Point localization data

*** Begin section ***

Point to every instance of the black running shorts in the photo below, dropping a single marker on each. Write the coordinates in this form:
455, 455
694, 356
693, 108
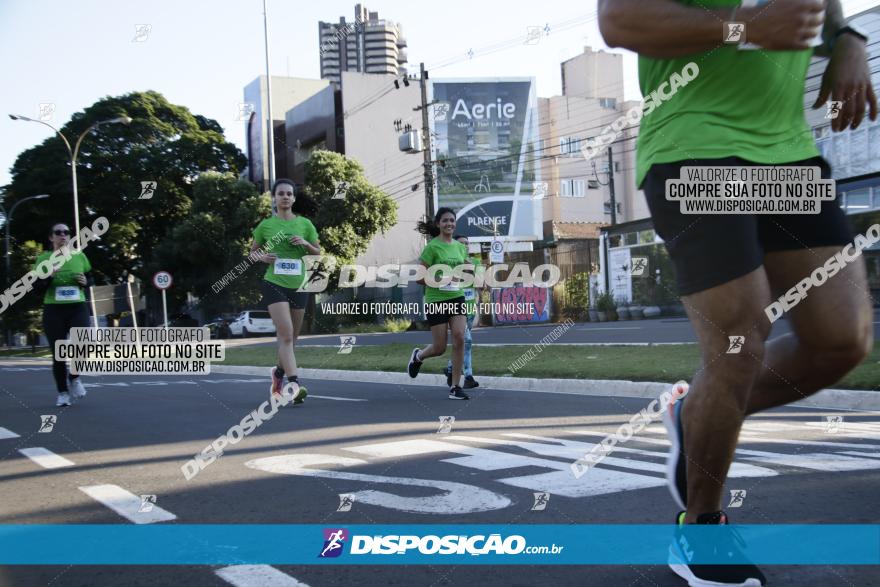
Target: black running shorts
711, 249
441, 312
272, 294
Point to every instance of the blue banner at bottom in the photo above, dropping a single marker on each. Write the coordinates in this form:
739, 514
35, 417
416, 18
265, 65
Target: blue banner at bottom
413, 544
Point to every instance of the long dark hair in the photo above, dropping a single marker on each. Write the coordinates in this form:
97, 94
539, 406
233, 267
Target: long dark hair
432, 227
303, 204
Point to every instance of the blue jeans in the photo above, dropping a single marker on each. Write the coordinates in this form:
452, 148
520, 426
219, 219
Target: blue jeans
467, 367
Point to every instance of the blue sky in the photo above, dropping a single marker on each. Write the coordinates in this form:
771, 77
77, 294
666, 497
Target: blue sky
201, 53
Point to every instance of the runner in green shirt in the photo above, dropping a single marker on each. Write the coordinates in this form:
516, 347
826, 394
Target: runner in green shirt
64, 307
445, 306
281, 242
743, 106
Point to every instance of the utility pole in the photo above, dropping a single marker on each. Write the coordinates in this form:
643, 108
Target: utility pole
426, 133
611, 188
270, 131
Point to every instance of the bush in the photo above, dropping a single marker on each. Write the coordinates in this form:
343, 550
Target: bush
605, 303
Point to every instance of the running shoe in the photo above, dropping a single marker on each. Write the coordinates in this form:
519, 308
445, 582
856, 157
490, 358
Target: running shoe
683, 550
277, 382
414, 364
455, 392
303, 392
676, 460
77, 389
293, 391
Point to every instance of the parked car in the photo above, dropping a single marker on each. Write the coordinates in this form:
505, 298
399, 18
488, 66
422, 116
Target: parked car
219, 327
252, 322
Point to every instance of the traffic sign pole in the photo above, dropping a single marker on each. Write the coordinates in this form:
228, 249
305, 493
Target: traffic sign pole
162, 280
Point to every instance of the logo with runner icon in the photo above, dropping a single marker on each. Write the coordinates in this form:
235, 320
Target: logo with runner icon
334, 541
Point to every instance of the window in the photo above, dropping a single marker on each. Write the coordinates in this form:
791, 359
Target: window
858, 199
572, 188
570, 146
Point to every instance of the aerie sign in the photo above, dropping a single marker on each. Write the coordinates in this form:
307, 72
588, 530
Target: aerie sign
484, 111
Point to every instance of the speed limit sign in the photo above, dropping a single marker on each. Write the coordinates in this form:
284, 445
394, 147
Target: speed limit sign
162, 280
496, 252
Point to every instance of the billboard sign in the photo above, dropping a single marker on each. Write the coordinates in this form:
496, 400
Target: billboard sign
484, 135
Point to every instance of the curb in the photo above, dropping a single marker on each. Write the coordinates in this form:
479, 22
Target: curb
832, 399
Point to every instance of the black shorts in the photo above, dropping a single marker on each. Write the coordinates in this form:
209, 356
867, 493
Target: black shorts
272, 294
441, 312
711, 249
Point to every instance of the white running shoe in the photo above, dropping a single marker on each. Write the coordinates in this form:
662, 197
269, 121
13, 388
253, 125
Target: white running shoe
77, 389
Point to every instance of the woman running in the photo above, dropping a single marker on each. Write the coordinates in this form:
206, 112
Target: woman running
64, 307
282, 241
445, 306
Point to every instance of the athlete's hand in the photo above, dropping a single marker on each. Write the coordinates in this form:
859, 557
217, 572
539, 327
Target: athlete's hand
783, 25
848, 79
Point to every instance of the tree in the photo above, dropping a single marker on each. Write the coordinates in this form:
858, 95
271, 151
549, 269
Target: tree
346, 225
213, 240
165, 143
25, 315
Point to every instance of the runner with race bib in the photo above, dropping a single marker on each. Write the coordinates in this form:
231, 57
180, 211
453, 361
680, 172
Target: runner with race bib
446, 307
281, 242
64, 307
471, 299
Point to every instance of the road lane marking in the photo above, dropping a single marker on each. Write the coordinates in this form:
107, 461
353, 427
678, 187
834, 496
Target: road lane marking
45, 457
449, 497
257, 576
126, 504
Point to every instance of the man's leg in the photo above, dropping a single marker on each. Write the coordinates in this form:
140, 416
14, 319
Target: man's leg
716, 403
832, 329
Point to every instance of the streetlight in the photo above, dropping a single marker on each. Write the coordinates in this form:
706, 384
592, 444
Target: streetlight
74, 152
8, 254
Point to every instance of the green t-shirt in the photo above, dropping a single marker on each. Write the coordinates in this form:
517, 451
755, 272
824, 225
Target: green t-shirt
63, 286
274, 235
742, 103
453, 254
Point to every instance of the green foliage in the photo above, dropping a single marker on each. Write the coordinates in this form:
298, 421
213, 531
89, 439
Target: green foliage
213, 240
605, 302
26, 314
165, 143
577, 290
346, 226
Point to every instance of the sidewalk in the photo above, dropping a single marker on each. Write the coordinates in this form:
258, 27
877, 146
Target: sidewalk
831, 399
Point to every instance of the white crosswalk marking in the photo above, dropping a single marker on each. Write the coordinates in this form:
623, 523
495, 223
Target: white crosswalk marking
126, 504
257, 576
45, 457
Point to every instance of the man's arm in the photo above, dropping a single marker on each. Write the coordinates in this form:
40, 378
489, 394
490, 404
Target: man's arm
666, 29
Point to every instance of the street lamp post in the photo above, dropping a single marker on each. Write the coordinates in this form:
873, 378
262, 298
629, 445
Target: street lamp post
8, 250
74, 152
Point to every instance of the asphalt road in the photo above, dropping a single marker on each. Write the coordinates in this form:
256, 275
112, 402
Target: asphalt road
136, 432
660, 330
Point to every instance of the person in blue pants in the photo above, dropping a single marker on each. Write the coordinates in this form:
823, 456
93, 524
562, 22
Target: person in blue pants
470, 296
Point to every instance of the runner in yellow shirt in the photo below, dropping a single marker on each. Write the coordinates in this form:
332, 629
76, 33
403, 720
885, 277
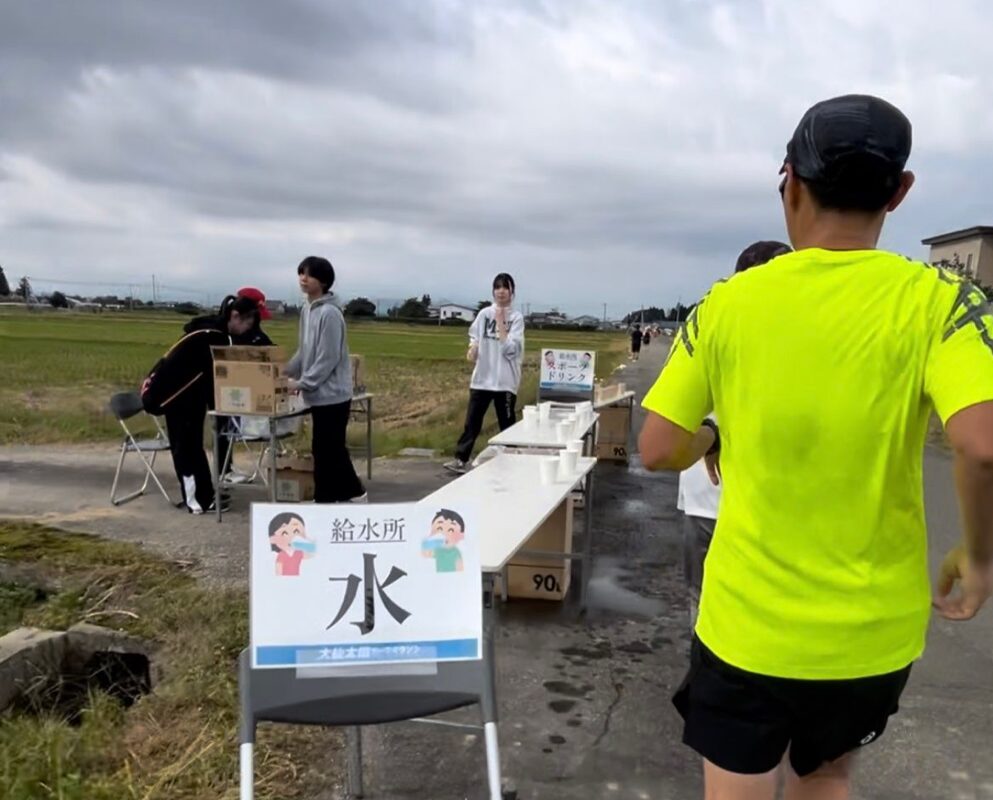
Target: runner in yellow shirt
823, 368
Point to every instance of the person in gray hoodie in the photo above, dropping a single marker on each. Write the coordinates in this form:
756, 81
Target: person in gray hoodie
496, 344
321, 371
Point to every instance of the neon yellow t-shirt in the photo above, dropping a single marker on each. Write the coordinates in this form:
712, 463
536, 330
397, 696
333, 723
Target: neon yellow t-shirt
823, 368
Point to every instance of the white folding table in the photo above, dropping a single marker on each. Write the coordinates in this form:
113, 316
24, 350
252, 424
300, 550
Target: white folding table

*** End section ***
*** Begin section ***

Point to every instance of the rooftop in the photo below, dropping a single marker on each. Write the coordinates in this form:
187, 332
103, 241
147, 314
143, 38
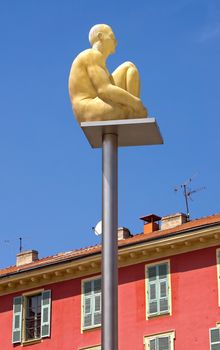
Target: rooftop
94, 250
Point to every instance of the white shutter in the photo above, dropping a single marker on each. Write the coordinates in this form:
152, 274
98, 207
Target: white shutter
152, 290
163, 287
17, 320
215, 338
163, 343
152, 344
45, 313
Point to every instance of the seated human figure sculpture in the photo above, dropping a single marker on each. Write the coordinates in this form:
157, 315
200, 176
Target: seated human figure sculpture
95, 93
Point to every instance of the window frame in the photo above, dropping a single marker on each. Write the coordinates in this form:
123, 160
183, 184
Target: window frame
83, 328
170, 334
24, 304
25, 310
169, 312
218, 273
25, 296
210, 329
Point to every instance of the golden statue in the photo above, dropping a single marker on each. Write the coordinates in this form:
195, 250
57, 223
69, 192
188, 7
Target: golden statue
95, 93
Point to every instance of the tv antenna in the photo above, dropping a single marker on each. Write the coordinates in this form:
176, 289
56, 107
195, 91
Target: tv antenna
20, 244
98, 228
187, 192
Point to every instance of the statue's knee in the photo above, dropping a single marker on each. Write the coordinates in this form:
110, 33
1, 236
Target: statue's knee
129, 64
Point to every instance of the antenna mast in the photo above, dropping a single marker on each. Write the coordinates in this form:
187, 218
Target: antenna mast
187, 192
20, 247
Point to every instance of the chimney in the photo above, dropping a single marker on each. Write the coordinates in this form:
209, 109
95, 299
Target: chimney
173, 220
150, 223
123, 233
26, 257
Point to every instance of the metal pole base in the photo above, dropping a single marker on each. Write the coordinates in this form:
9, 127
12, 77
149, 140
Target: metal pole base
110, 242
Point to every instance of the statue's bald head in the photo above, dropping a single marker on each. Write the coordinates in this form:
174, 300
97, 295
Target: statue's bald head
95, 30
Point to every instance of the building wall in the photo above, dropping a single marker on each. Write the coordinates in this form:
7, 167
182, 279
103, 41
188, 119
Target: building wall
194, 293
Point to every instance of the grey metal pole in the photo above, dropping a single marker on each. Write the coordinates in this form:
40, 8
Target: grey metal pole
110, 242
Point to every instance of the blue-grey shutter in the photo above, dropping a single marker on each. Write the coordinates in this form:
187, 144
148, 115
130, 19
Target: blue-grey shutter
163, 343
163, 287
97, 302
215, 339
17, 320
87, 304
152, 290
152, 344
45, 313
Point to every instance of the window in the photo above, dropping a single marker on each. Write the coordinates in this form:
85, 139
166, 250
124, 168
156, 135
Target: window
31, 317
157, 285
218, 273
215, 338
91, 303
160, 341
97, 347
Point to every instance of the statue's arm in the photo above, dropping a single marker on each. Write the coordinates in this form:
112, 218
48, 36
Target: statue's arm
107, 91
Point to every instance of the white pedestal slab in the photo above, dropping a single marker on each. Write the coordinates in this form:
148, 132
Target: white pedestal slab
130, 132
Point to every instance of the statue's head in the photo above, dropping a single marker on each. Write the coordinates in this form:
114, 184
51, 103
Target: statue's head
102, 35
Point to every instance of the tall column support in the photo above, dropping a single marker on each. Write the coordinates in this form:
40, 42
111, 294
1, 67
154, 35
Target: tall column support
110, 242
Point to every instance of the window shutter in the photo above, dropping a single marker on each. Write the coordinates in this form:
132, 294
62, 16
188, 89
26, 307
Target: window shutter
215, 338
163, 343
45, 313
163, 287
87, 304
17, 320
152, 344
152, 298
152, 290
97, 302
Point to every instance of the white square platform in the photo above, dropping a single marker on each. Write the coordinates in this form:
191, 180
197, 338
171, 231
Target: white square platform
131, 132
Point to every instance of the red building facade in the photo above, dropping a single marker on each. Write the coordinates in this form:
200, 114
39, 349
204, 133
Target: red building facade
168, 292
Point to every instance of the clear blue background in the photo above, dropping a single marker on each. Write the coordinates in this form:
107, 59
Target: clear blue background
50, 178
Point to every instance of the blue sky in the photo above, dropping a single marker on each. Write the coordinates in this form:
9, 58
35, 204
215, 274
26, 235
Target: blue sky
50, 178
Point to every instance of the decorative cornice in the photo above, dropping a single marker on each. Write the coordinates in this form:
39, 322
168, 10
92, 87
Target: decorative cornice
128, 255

*** End section ***

Task details: Look through the data above. Copy every line with the string "folding" in it.

Task output:
Point to every instance of the white folding table in the photo above, dropping a single marker on each. Write the coordinates in this form:
Target: white folding table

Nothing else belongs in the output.